--- About this task ---
Give back each entry exactly as written, apart from the pictures.

--- Data extracts ---
§

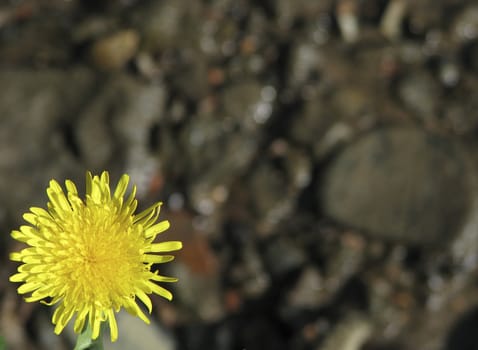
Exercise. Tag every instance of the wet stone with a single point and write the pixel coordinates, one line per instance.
(399, 184)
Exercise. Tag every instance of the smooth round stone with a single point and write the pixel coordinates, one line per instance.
(400, 184)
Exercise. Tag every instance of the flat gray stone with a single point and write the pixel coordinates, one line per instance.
(399, 183)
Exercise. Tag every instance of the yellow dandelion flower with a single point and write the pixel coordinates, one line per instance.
(92, 257)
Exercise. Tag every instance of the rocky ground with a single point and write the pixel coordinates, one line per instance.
(317, 158)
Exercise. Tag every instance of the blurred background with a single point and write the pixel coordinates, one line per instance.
(317, 159)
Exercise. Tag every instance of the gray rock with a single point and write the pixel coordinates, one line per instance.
(34, 107)
(400, 184)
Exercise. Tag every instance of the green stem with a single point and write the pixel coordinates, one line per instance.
(84, 341)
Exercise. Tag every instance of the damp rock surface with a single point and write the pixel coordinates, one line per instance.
(401, 184)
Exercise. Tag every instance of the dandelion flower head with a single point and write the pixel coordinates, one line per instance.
(92, 257)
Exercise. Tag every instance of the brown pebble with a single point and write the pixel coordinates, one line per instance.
(114, 51)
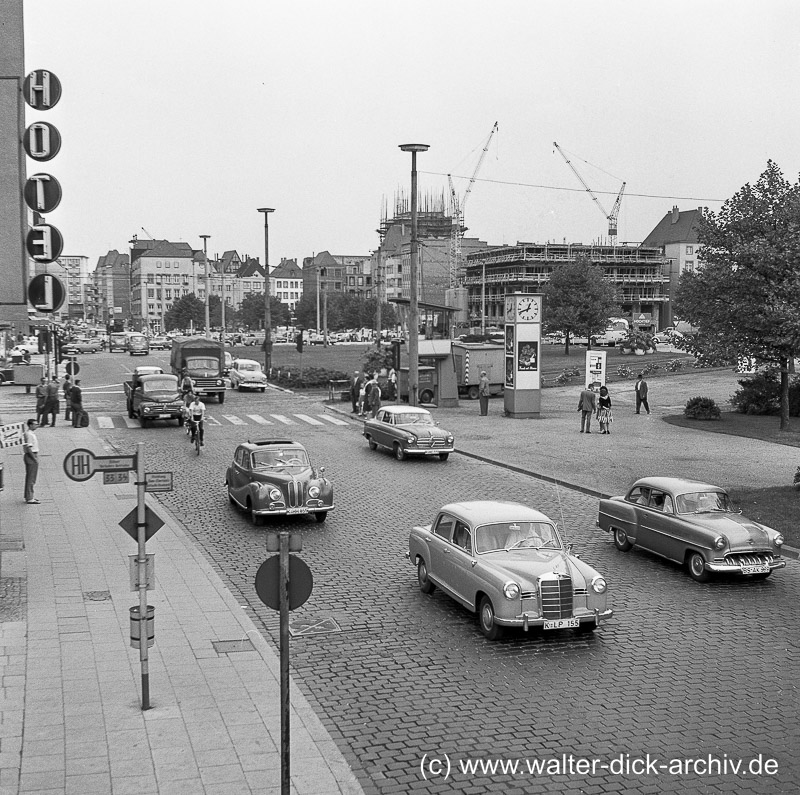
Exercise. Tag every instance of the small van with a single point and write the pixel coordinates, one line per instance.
(138, 344)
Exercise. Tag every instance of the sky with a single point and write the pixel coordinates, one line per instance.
(182, 117)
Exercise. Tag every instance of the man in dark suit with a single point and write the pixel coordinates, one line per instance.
(587, 405)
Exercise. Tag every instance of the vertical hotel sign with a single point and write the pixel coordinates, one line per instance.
(42, 142)
(523, 334)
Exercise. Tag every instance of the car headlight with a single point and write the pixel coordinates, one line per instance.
(511, 590)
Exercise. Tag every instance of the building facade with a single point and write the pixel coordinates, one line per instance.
(638, 272)
(676, 236)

§

--- Your solution ---
Exercise. Tag every instance of the wet stone with a single point and write the pixel coordinates, one line per instance.
(399, 184)
Exercise. Tag every instance of the smooth round stone with a single point and write the pixel coordinates, one line per instance.
(400, 184)
Exercise. Tag every instance of the flat gray stone with a single point and write the pixel coordinates, one line per instance.
(399, 183)
Exercise. Tag every instance of the yellow dandelion flower with a single point and write the pixel coordinates, one line per instance.
(92, 257)
Exercise. Tag every instance of the rocky ground with a single point and write the pixel coordinates, one line per instance.
(317, 158)
Exercise. Tag every instance of the blurred background with a single point and write the pixel coordinates, one line per instance.
(317, 159)
Exercise. Tag every instance of the gray rock with a single point and write the pixel coordinates, one line per instance.
(34, 107)
(400, 184)
Exercise. Tag every instance of the green stem with a single point and write the pixel coordinates, one line per instance.
(84, 341)
Exercise. Tag every instance of the damp rock surface with a single point and write the pixel coordinates, one line per instance.
(401, 184)
Exercise. Tag every instance of the dandelion flower head with a single point and write the pixel coordinates, one line per instance.
(92, 257)
Exercise. Tag every instance of the brown pebble with a single point and write the pixel coordinates, one line per instance.
(114, 51)
Exercise. Tag every instance of the small van with a single point and write the pixel coordinates, one line per instance.
(138, 344)
Exercise. Tag every instance of the sky with a single point and write the pixel coordinates, one line per instance.
(182, 117)
Exercise. Tag every instance of the man in dark suit with a single point and write the pixel coordinates, one line per instance.
(587, 405)
Exercise. Tag every instance of the vertical hotel sign with a single point and write the pixel coordinates, one line per instance.
(42, 142)
(523, 334)
Exercise. Tag every instance of the car headlight with a single point and write the pixel coordinates, one line per instance.
(511, 590)
Exercise. Tag every instance of the building facade with a single point and write the pixel coordinates, one line per instance.
(638, 272)
(676, 236)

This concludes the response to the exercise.